*What to produce*
List every line of the listing below that contains the string "forested". Case counts.

*Data entries*
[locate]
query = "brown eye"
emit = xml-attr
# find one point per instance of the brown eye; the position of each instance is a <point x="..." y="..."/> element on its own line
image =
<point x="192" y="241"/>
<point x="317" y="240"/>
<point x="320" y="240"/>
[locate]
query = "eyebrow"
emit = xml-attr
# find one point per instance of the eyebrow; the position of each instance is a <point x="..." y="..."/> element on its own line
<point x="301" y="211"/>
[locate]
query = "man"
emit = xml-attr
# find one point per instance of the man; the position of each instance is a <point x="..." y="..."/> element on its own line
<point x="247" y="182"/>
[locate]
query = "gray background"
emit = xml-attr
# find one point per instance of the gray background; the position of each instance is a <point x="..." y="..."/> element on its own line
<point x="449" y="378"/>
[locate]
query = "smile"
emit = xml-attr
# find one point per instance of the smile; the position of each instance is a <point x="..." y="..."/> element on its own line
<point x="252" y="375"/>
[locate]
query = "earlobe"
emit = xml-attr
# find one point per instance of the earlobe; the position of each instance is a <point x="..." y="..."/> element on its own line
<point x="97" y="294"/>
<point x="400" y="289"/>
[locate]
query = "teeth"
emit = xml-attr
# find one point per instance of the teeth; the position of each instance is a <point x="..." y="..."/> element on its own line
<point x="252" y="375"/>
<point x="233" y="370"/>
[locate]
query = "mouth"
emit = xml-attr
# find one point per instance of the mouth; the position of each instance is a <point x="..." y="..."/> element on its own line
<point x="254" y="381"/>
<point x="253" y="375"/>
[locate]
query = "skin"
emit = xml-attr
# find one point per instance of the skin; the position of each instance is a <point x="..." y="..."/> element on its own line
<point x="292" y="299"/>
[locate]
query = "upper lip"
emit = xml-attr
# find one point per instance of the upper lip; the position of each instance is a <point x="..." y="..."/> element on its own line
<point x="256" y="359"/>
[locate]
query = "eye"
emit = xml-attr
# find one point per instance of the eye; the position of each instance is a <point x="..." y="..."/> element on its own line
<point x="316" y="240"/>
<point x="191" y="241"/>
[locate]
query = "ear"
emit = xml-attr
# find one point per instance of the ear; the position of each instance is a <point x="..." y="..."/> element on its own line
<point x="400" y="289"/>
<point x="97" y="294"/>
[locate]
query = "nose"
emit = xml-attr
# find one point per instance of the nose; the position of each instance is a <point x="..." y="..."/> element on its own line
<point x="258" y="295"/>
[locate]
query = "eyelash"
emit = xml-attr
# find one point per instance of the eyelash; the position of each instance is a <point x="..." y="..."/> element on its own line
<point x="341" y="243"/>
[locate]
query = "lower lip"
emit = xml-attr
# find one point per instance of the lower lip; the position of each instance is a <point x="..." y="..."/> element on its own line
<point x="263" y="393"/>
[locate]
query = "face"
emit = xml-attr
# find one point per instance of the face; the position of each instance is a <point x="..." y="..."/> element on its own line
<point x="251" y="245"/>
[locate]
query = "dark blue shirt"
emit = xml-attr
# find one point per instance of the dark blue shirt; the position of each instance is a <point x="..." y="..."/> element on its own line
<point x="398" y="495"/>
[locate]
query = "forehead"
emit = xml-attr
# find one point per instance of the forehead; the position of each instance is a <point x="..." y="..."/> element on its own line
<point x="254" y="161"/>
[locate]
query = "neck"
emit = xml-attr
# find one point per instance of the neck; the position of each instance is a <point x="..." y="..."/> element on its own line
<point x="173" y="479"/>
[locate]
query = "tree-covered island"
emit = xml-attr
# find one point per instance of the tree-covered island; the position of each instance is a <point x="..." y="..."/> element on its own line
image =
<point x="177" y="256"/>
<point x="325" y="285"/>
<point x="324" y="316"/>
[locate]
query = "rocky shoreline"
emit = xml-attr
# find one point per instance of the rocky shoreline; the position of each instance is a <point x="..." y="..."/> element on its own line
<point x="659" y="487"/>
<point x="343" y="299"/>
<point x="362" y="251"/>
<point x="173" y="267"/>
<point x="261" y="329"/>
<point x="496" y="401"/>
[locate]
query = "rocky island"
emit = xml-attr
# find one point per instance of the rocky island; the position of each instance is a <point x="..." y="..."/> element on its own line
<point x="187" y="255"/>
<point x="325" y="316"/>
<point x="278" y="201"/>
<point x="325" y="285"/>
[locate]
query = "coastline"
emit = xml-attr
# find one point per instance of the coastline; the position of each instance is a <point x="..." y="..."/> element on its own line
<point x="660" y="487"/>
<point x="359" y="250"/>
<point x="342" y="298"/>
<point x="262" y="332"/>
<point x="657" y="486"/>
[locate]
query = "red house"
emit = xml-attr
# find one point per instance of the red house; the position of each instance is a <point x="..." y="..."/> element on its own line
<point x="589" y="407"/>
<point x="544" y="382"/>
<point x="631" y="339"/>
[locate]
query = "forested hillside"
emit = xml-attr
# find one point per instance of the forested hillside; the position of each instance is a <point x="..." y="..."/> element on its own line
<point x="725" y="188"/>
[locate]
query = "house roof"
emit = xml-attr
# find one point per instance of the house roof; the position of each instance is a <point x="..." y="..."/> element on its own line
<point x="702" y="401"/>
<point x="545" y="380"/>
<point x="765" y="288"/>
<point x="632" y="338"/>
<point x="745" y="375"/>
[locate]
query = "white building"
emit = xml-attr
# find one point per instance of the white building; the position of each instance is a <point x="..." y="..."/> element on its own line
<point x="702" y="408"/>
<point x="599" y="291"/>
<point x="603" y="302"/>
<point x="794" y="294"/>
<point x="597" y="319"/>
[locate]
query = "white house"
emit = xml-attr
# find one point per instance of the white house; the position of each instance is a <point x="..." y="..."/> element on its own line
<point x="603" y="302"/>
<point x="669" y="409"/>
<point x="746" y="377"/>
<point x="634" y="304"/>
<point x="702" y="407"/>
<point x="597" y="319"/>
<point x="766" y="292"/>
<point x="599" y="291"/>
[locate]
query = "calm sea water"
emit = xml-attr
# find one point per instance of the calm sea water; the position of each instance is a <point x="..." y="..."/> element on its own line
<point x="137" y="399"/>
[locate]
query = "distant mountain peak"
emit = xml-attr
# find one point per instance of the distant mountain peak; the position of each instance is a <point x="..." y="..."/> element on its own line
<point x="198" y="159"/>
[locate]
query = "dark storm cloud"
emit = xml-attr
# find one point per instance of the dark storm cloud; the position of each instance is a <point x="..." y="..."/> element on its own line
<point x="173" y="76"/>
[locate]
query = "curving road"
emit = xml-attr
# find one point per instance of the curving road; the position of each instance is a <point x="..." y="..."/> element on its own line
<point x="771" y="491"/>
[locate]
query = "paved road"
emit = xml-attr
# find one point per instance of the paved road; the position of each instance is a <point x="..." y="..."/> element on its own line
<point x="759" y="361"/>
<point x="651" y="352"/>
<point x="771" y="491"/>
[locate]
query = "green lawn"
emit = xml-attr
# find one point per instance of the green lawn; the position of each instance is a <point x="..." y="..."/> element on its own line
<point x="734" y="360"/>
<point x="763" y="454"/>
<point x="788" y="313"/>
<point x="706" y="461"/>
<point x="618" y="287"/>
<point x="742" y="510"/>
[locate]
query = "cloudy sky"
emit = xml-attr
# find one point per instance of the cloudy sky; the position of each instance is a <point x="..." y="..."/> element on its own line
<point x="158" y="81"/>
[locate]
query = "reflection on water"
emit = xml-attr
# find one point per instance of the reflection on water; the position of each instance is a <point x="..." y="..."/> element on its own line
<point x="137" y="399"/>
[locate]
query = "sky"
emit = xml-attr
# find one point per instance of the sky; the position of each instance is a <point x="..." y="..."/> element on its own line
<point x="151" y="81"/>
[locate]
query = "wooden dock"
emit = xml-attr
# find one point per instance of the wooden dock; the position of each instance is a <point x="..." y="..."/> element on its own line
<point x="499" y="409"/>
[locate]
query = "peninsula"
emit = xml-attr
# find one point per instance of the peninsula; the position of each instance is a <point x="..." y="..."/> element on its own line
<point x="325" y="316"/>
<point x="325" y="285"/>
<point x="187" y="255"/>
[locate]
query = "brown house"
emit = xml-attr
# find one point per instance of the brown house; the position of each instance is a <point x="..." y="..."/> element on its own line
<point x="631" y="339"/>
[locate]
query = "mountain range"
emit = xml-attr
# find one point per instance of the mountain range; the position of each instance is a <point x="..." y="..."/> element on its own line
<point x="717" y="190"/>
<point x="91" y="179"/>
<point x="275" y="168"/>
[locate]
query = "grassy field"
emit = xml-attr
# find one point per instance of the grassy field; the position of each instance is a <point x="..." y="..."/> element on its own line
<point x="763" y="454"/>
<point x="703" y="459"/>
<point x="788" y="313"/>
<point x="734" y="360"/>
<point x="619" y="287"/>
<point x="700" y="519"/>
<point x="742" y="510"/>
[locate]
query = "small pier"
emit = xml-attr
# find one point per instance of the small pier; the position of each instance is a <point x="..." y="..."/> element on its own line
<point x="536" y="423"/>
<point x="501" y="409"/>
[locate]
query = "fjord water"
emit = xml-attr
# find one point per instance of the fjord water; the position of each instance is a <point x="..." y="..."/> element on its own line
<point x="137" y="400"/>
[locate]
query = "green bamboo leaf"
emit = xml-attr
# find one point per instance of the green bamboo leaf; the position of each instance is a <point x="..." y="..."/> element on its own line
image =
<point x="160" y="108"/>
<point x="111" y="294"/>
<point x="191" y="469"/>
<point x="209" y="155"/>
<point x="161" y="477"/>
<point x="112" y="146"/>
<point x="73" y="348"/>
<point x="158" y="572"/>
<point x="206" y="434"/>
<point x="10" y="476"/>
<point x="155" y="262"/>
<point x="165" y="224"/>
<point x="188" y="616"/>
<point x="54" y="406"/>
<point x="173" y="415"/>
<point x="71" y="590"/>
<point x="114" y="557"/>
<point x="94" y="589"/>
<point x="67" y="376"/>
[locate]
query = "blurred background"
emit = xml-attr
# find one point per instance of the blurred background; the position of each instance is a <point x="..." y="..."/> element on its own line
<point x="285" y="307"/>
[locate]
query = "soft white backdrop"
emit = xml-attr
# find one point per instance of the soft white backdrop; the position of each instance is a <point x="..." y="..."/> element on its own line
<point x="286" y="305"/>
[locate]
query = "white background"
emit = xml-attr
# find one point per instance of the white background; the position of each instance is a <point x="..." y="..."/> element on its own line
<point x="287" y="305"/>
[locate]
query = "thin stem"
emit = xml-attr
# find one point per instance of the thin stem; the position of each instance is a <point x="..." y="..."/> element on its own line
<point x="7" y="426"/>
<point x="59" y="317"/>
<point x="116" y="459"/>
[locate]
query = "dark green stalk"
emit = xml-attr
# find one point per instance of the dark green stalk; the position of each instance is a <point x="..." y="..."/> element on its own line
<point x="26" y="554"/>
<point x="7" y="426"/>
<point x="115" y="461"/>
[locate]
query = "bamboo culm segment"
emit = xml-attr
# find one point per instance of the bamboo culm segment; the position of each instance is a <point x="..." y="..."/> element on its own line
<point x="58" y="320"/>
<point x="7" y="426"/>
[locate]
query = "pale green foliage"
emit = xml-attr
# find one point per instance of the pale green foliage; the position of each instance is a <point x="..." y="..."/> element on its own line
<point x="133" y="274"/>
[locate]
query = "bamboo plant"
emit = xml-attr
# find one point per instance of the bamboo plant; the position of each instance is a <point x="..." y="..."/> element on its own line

*Response*
query = "forested hillside"
# find one point per instance of the forested hillside; the position of each instance is a <point x="..." y="..."/> element on its own line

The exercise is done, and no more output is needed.